What you need to do:
Retype all of the records shown beneath this task, exactly as they stand.

Material provided:
+---+

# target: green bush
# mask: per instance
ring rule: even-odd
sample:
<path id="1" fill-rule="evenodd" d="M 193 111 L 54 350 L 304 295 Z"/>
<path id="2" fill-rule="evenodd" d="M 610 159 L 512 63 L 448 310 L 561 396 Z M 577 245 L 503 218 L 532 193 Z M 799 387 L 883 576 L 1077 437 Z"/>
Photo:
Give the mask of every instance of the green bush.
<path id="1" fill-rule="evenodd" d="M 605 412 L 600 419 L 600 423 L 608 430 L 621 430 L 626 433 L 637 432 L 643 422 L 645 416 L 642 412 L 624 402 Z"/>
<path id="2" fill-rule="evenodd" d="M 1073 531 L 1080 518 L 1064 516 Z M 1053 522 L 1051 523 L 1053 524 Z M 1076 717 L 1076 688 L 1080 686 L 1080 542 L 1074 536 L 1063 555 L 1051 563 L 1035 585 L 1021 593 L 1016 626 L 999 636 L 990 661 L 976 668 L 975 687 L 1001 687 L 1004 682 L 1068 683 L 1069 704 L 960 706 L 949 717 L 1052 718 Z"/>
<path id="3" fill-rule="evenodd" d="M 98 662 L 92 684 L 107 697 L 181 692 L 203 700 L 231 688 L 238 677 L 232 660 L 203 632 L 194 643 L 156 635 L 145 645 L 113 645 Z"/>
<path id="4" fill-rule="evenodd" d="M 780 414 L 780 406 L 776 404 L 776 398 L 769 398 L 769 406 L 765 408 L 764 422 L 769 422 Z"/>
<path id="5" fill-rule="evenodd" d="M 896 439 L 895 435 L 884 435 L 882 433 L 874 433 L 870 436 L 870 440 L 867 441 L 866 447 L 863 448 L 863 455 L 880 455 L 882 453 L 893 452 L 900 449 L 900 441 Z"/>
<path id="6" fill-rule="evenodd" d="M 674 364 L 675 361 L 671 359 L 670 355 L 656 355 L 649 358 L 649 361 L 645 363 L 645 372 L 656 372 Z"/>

+---+

Task solution:
# target: green bush
# mask: per instance
ring rule: even-odd
sample:
<path id="1" fill-rule="evenodd" d="M 193 111 L 54 350 L 304 295 Z"/>
<path id="2" fill-rule="evenodd" d="M 610 159 L 512 63 L 448 310 L 561 396 Z M 577 245 L 503 218 L 532 193 Z M 799 387 L 883 576 L 1077 437 Z"/>
Photo:
Give the mask of every instance of the green bush.
<path id="1" fill-rule="evenodd" d="M 605 412 L 600 419 L 600 423 L 608 430 L 621 430 L 626 433 L 637 432 L 643 422 L 645 416 L 642 412 L 624 402 Z"/>
<path id="2" fill-rule="evenodd" d="M 1073 531 L 1080 518 L 1064 516 Z M 1053 522 L 1051 523 L 1053 524 Z M 1076 717 L 1076 688 L 1080 686 L 1080 542 L 1074 536 L 1063 555 L 1051 563 L 1035 585 L 1021 593 L 1016 626 L 999 636 L 990 661 L 976 668 L 975 687 L 1001 687 L 1004 682 L 1068 683 L 1069 704 L 960 706 L 949 717 L 1052 718 Z"/>
<path id="3" fill-rule="evenodd" d="M 98 662 L 92 684 L 107 697 L 181 692 L 203 700 L 231 688 L 238 677 L 232 660 L 203 632 L 194 643 L 156 635 L 145 645 L 113 645 Z"/>
<path id="4" fill-rule="evenodd" d="M 780 414 L 780 406 L 776 404 L 776 398 L 769 398 L 769 406 L 765 408 L 764 422 L 769 422 Z"/>
<path id="5" fill-rule="evenodd" d="M 896 439 L 895 435 L 884 435 L 882 433 L 874 433 L 870 436 L 870 440 L 867 441 L 866 447 L 863 448 L 863 455 L 880 455 L 882 453 L 893 452 L 900 449 L 900 441 Z"/>
<path id="6" fill-rule="evenodd" d="M 674 364 L 675 361 L 671 359 L 670 355 L 656 355 L 649 358 L 649 361 L 645 363 L 645 372 L 656 372 Z"/>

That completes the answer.